-- Opening Marker --
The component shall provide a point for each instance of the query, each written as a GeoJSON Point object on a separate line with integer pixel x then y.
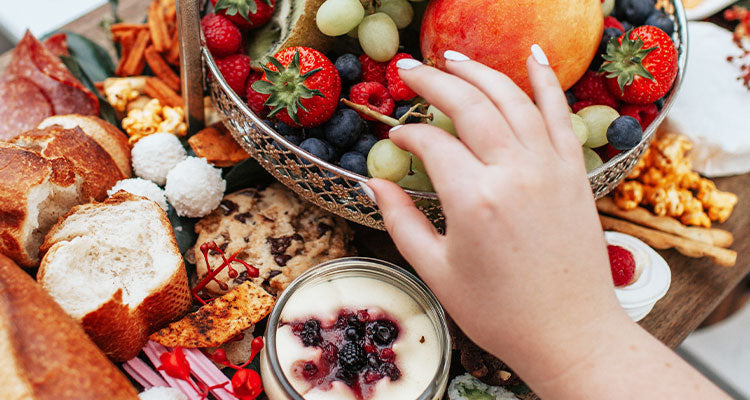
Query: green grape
{"type": "Point", "coordinates": [591, 159]}
{"type": "Point", "coordinates": [378, 36]}
{"type": "Point", "coordinates": [441, 120]}
{"type": "Point", "coordinates": [598, 118]}
{"type": "Point", "coordinates": [338, 17]}
{"type": "Point", "coordinates": [416, 180]}
{"type": "Point", "coordinates": [387, 161]}
{"type": "Point", "coordinates": [400, 11]}
{"type": "Point", "coordinates": [580, 128]}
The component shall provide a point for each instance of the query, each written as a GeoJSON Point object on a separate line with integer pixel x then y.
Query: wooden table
{"type": "Point", "coordinates": [697, 285]}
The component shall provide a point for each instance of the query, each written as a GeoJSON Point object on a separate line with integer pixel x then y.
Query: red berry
{"type": "Point", "coordinates": [398, 89]}
{"type": "Point", "coordinates": [592, 86]}
{"type": "Point", "coordinates": [612, 22]}
{"type": "Point", "coordinates": [256, 100]}
{"type": "Point", "coordinates": [622, 263]}
{"type": "Point", "coordinates": [578, 106]}
{"type": "Point", "coordinates": [373, 71]}
{"type": "Point", "coordinates": [222, 37]}
{"type": "Point", "coordinates": [645, 114]}
{"type": "Point", "coordinates": [235, 70]}
{"type": "Point", "coordinates": [373, 95]}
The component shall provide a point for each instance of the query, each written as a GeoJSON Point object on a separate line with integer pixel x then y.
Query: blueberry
{"type": "Point", "coordinates": [318, 148]}
{"type": "Point", "coordinates": [661, 21]}
{"type": "Point", "coordinates": [344, 128]}
{"type": "Point", "coordinates": [349, 68]}
{"type": "Point", "coordinates": [364, 144]}
{"type": "Point", "coordinates": [634, 11]}
{"type": "Point", "coordinates": [355, 162]}
{"type": "Point", "coordinates": [624, 133]}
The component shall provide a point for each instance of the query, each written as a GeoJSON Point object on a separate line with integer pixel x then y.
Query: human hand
{"type": "Point", "coordinates": [523, 267]}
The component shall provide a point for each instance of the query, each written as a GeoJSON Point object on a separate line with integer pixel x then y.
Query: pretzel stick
{"type": "Point", "coordinates": [158, 27]}
{"type": "Point", "coordinates": [661, 240]}
{"type": "Point", "coordinates": [641, 216]}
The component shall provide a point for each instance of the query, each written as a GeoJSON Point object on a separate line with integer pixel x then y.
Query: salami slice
{"type": "Point", "coordinates": [23, 105]}
{"type": "Point", "coordinates": [67, 95]}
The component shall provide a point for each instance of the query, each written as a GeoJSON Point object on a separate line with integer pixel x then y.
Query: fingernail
{"type": "Point", "coordinates": [454, 56]}
{"type": "Point", "coordinates": [366, 189]}
{"type": "Point", "coordinates": [407, 63]}
{"type": "Point", "coordinates": [539, 55]}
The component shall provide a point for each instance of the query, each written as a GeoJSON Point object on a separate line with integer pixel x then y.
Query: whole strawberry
{"type": "Point", "coordinates": [640, 65]}
{"type": "Point", "coordinates": [222, 37]}
{"type": "Point", "coordinates": [246, 14]}
{"type": "Point", "coordinates": [301, 85]}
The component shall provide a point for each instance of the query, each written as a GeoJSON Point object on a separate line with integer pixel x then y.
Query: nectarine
{"type": "Point", "coordinates": [499, 33]}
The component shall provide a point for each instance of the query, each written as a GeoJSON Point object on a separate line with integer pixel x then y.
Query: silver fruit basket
{"type": "Point", "coordinates": [330, 186]}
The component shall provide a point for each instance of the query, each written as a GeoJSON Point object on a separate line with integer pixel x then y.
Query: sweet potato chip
{"type": "Point", "coordinates": [217, 322]}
-- Closing Marker --
* What is required
Make an exact copy of the listing. Do not carry over its pictures.

* Your response
The component shall provide a point for each instance of the query, each written as a GeoJSON Point object on a separate line with integer pixel x then y.
Query: green grape
{"type": "Point", "coordinates": [591, 159]}
{"type": "Point", "coordinates": [378, 36]}
{"type": "Point", "coordinates": [441, 120]}
{"type": "Point", "coordinates": [598, 118]}
{"type": "Point", "coordinates": [338, 17]}
{"type": "Point", "coordinates": [416, 180]}
{"type": "Point", "coordinates": [387, 161]}
{"type": "Point", "coordinates": [400, 11]}
{"type": "Point", "coordinates": [580, 128]}
The component shall provide a point for each instance of the query, each written as a GeoJSON Point object on a separate line with integer pixel x then y.
Query: wooden table
{"type": "Point", "coordinates": [697, 285]}
The component shall provide a point for each instance of the query, each written as a GeoJSON Point object on a separate line with integer pixel x then y.
Query: red berry
{"type": "Point", "coordinates": [398, 89]}
{"type": "Point", "coordinates": [592, 86]}
{"type": "Point", "coordinates": [612, 22]}
{"type": "Point", "coordinates": [256, 100]}
{"type": "Point", "coordinates": [622, 263]}
{"type": "Point", "coordinates": [578, 106]}
{"type": "Point", "coordinates": [373, 71]}
{"type": "Point", "coordinates": [222, 37]}
{"type": "Point", "coordinates": [645, 114]}
{"type": "Point", "coordinates": [235, 70]}
{"type": "Point", "coordinates": [373, 95]}
The component shall provide a point for each instance of the query, each written as a GeoJSON Point object on a separate line with integer pixel x then y.
Query: blueberry
{"type": "Point", "coordinates": [318, 148]}
{"type": "Point", "coordinates": [661, 21]}
{"type": "Point", "coordinates": [344, 128]}
{"type": "Point", "coordinates": [349, 68]}
{"type": "Point", "coordinates": [364, 144]}
{"type": "Point", "coordinates": [634, 11]}
{"type": "Point", "coordinates": [355, 162]}
{"type": "Point", "coordinates": [624, 133]}
The component shall provide a point for each instance of the query, each written as a GeoJSON Point object on a separate line with integer pixel x then y.
Query: human hand
{"type": "Point", "coordinates": [523, 267]}
The component shall provide a point for each instance of the query, each written as a GeoJSON Point object on a separate line with integer pixel x then y.
Query: pretzel stick
{"type": "Point", "coordinates": [158, 27]}
{"type": "Point", "coordinates": [661, 240]}
{"type": "Point", "coordinates": [641, 216]}
The component shall provide a point for each instance of the query, each written as a GeoJSON Point object on a separate line with integer pixel x then y.
Query: salami slice
{"type": "Point", "coordinates": [23, 105]}
{"type": "Point", "coordinates": [67, 95]}
The component shall provide a point for each instance of the query, each written as a GeoJSON Point object on a separate line with integer pixel x then y.
Query: fingernail
{"type": "Point", "coordinates": [454, 56]}
{"type": "Point", "coordinates": [366, 189]}
{"type": "Point", "coordinates": [407, 63]}
{"type": "Point", "coordinates": [539, 55]}
The component shall provide a point for each instance of the query, each written as a GeoJSON Point object on a separate line with integer pixel x then y.
Query: whole strawberry
{"type": "Point", "coordinates": [640, 65]}
{"type": "Point", "coordinates": [222, 37]}
{"type": "Point", "coordinates": [246, 14]}
{"type": "Point", "coordinates": [301, 85]}
The component shall provide a point for each instance of the query, each written as a GeoJSON Point object on a separate line with integer pixel x then y.
Query: nectarine
{"type": "Point", "coordinates": [499, 33]}
The component shall provide a point for each instance of the query, each written as a GeoJSON Point object on a separate line with integer pixel x then y.
Query: silver fruit basket
{"type": "Point", "coordinates": [330, 186]}
The component shall provide a point for each instance of the query, each written as a GeoJSON Point object on a separate line with integer pixel x then y.
Query: sweet potato chip
{"type": "Point", "coordinates": [217, 322]}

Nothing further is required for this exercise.